(SELECTED TEXT Opens)

GM EVs Can Power Your Home and Cut Bills Through Bidirectional Charging
Most electric cars only draw power in one direction, pulling electricity from the wall to fill their batteries. General Motors is building its electric vehicles to send power the other way too, a feature that can turn a parked EV into a home backup generator and, in some areas, a way to lower electricity bills.
Models including the Chevrolet Equinox EV, GMC Sierra EV, and Cadillac LYRIQ are built with bidirectional charging. GM has explained how the technology works across two features, Vehicle-to-Home and Vehicle-to-Grid, and what owners need to use each one.
Vehicle-to-Home Turns Your EV Into a Backup Generator
Vehicle-to-Home, or V2H, lets a compatible GM EV power a house during an outage. If a storm knocks out the grid, the car can feed electricity back into a properly equipped home to keep essentials running, such as the refrigerator, lights, and air conditioning.
Using it takes more than the car alone. Owners need a V2H-capable GM EV plus the GM Energy V2H system, which includes a bidirectional charger and an enablement kit. The setup is designed so the vehicle can run home appliances safely without pushing electricity back down the public power lines, where utility crews may be working during a repair. GM notes that some devices, including medical equipment, should not be run from the charger and enablement kit, so households that depend on such devices still need a dedicated power source.
Vehicle-to-Grid Can Help Lower Electricity Bills
The second feature, Vehicle-to-Grid or V2G, connects a compatible GM EV to the local power grid through participating utility programs where they are available. In that setup, the vehicle can send energy back to the grid during normal operation, which can support local infrastructure and, in some cases, save the owner money.
Electric grids face heavy strain during heat waves and winter storms as demand climbs. To meet those peaks, some utilities run expensive, higher-emission backup plants. GM points out that thousands of parked and plugged-in EVs feeding small amounts of power back could help meet that demand without firing up the extra plants. For owners, the appeal is the chance to use less grid power during costly peak hours and potentially trim monthly bills.

What Owners Need and the Fine Print
Both features depend on the right equipment and local support. GM lists the requirements as a compatible GM EV, active OnStar services where they apply, GM Energy bidirectionally capable products, a properly equipped home, and, for V2G, an available utility program in the owner’s area.

(SELECTED TEXT Closes)
(RECORDED INFORMATION Opens)

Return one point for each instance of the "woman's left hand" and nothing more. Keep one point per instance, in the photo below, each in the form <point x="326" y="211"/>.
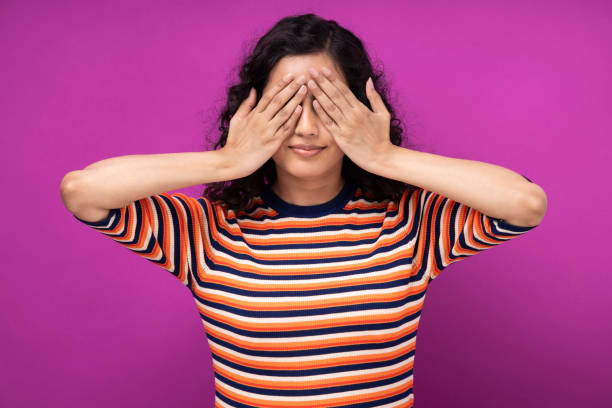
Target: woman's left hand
<point x="361" y="134"/>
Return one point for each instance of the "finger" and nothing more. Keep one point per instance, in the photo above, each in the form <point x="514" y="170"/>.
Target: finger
<point x="342" y="87"/>
<point x="325" y="118"/>
<point x="329" y="83"/>
<point x="281" y="97"/>
<point x="287" y="128"/>
<point x="247" y="104"/>
<point x="331" y="109"/>
<point x="283" y="115"/>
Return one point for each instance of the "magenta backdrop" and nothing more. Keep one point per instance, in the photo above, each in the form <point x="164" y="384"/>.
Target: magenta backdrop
<point x="525" y="85"/>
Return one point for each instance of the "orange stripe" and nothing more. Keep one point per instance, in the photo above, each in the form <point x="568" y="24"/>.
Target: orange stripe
<point x="330" y="341"/>
<point x="326" y="360"/>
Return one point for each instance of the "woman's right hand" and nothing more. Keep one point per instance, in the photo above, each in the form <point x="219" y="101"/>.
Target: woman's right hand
<point x="256" y="134"/>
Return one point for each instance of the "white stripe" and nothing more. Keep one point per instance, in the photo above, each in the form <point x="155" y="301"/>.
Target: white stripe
<point x="382" y="333"/>
<point x="315" y="398"/>
<point x="319" y="377"/>
<point x="319" y="357"/>
<point x="313" y="318"/>
<point x="312" y="298"/>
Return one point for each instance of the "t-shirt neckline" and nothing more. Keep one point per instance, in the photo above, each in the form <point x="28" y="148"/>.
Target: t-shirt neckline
<point x="288" y="209"/>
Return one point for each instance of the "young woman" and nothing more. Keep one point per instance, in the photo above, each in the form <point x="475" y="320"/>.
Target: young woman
<point x="310" y="267"/>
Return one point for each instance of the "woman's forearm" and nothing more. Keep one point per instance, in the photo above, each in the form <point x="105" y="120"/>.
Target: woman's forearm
<point x="118" y="181"/>
<point x="494" y="190"/>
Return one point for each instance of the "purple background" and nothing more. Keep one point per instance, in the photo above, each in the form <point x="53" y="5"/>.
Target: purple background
<point x="522" y="85"/>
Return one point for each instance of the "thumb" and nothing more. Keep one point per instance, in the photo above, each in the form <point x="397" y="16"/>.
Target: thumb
<point x="375" y="100"/>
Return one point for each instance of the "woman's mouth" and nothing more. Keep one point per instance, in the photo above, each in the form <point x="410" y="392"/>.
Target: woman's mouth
<point x="306" y="153"/>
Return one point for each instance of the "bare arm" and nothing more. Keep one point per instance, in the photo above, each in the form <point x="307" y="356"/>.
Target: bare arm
<point x="115" y="182"/>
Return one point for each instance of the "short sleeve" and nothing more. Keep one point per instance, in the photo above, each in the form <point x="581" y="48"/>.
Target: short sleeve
<point x="450" y="231"/>
<point x="162" y="228"/>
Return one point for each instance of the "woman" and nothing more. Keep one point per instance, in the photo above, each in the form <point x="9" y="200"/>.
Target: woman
<point x="309" y="269"/>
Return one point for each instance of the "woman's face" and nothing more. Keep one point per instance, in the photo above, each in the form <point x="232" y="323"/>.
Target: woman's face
<point x="309" y="129"/>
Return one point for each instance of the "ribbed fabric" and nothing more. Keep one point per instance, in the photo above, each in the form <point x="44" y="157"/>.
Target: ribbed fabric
<point x="308" y="306"/>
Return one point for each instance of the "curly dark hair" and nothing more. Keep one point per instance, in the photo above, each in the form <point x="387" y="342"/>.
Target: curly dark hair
<point x="302" y="35"/>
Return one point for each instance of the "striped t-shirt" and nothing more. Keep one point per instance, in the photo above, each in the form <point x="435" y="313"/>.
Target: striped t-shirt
<point x="308" y="306"/>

(RECORDED INFORMATION Closes)

GOAL OF THE EXERCISE: Summarize the text on GM bidirectional charging in two sentences.

TASK RESPONSE: General Motors builds EVs such as the Chevrolet Equinox EV, GMC Sierra EV, and Cadillac LYRIQ with bidirectional charging. Through Vehicle-to-Home, which requires the GM Energy V2H system, the car can power a properly equipped house during an outage, and through Vehicle-to-Grid, where a participating utility program is available, it can send energy back to the grid to help meet peak demand and potentially lower the owner's bills.